PROBLEM
Could you copy the material again, starting at the line that contains "Exercise. Mark the bird's claw" and ending at the end of the material, swapping "large white rock" for "large pale boulder" and leaving everything else unchanged?

— Start ENTRIES SUPPLIED —

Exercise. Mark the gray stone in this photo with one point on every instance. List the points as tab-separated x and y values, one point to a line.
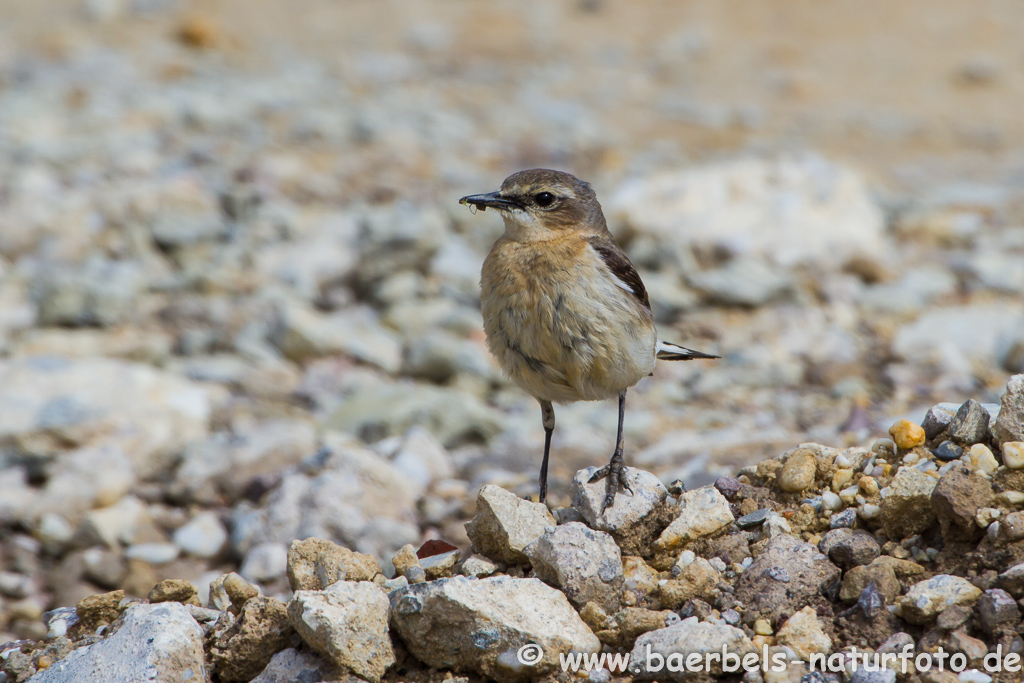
785	577
755	519
947	452
925	600
439	355
744	282
239	649
970	425
853	549
292	666
997	608
829	214
587	565
1009	424
315	563
896	643
845	519
881	676
950	334
505	524
150	642
955	501
1012	581
50	404
799	471
306	334
478	565
378	411
225	464
204	536
348	624
98	292
681	640
699	513
422	458
634	520
471	625
907	508
265	562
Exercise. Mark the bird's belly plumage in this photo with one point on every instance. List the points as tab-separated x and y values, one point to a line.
559	326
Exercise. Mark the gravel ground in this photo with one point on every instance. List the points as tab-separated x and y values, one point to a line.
239	300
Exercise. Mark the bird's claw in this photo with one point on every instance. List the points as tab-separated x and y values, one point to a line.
616	482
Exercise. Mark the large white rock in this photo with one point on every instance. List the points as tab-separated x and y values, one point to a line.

— End ENTRIES SUPPLIED —

SOLVED PROBLEM
Exercise. Mark the bird's claw in this photo with one point on every instance. List the points as tab-separated x and y values, one point to a line.
616	482
Exercise. Mark the large pale boulder in this photo with one point on every instance. List the points as tab-separated x and y values, one point to a line.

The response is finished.